## begin QUOTED TEXT
# An Immediate Concurrent Execution (ICE) Abstraction Proposal for Many-Cores

U. Vishkin

The University of Maryland Institute for Advanced Computer Studies (UMIACS) and Electrical and Computer Engineering Department

#### Abstract

Settling on a simple abstraction that programmers aim at, and hardware and software systems people enable and support, is an important step towards convergence to a robust many-core platform.

The current paper: (i) advocates incorporating a quest for the simplest possible abstraction in the debate on the future of many-core computers, (ii) suggests "immediate concurrent execution (ICE)" as a new abstraction, and (iii) argues that an XMT architecture is one possible demonstration of ICE providing an easy-to-program general-purpose many-core platform.

### 1. Case for Abstraction

In 2004, standard (desktop) computers comprised one processor core. In 2008, some have 8 cores. By 2012, 64-core computers (another factor of 8) are expected. Transition from serial computing to parallel computing mandates the reinvention of the very heart of computer science (CS). These highly parallel computers need to be built and programmed in a new way. Current solutions by leading vendors do not scale to tens of cores. Given

that clock speeds have not been improving for quite a few years, the use of parallel processing for improving single-program completion time is a critical target for future designs. We need to figure out how to build scalable many-core computers, how to program them effectively so that programmers can get strong performance with minimal programming effort, how to train the workforce, and how to teach this new environment at all levels, including introductory programming courses to college freshmen and K-12 students.

Foremost among current challenges is timely convergence to a robust many-core platform that will serve the world for many years to come. Critical to the economy and workforce, the basic motivation behind the current position paper is bringing about the reinvention of CS for meeting this

One of the dictionary definitions of abstract is difficult to understand, or abstruse. In CS, however, abstraction has become synonym with the quest for simplicity. Interestingly, the word abstraction in Hebrew shares the same root with simple (as well as undress and expand).
## end QUOTED TEXT
TASK OBJECTIVE: Output the stretch of the ICE proposal between "# An Immediate" and "robust many-core platform.", inclusive, word for word. The material after this point is separate from the ICE proposal.
## begin ENTRIES
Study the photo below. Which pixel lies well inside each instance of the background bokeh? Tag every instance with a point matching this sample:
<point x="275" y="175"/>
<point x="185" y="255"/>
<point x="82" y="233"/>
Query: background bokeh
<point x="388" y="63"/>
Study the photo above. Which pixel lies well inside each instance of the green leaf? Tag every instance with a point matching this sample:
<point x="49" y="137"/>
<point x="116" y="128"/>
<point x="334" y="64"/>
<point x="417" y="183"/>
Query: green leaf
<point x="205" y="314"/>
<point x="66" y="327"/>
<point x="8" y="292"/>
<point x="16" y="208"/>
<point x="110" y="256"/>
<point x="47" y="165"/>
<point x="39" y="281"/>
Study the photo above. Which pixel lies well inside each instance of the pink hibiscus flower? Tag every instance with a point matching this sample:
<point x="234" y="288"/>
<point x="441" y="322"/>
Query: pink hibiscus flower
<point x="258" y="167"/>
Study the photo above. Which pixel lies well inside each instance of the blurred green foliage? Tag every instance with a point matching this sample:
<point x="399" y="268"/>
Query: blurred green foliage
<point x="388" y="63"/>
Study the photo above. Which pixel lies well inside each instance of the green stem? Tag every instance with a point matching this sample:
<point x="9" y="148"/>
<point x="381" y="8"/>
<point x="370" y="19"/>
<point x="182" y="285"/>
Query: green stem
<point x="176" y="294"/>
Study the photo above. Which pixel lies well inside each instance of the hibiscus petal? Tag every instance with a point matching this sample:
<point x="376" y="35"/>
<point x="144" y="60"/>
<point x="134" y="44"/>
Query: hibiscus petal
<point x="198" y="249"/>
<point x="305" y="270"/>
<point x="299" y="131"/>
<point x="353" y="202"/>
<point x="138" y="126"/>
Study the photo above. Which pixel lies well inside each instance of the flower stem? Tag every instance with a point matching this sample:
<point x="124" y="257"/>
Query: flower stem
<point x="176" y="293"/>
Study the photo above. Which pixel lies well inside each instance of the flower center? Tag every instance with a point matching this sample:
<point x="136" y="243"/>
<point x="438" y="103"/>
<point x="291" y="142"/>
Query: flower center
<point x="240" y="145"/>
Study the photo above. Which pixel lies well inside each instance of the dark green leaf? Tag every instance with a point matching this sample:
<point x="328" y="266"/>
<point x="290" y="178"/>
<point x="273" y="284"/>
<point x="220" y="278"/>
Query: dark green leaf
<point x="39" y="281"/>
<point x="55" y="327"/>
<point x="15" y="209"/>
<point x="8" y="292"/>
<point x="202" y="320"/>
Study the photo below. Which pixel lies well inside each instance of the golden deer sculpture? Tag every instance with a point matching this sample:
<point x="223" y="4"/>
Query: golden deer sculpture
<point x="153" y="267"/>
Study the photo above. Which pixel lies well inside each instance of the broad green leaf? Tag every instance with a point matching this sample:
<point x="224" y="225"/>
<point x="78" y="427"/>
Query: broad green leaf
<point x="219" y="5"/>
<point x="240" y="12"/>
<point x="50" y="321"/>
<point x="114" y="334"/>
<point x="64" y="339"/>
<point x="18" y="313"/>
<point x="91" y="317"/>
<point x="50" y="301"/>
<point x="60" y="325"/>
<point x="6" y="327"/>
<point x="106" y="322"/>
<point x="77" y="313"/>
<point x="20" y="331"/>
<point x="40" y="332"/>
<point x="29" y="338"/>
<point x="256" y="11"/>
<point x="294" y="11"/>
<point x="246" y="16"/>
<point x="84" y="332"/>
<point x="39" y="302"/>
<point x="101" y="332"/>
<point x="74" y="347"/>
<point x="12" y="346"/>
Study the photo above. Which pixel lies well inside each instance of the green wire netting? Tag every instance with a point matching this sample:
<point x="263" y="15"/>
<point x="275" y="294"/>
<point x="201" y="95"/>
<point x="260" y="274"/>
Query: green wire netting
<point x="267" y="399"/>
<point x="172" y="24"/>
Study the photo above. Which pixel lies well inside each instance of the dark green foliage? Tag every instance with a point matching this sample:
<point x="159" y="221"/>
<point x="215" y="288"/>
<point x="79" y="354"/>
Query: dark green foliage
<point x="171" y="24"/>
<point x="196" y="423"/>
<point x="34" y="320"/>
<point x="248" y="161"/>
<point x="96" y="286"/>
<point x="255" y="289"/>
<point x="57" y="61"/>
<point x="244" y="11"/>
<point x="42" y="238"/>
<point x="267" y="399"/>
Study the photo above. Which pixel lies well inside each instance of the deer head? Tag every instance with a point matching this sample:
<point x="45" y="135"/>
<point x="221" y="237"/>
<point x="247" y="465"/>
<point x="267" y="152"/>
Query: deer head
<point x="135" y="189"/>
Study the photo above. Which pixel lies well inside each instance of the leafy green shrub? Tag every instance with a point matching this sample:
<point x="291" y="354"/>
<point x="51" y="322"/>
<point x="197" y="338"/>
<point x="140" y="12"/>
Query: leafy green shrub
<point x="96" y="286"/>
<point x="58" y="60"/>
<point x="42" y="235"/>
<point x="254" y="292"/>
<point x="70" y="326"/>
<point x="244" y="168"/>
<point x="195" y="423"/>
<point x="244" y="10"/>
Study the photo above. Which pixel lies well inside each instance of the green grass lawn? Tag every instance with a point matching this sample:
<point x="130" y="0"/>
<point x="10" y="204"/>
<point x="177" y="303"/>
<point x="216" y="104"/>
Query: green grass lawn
## end ENTRIES
CORRECT ANSWER:
# An Immediate Concurrent Execution (ICE) Abstraction Proposal for Many-Cores

U. Vishkin

The University of Maryland Institute for Advanced Computer Studies (UMIACS) and Electrical and Computer Engineering Department

#### Abstract

Settling on a simple abstraction that programmers aim at, and hardware and software systems people enable and support, is an important step towards convergence to a robust many-core platform.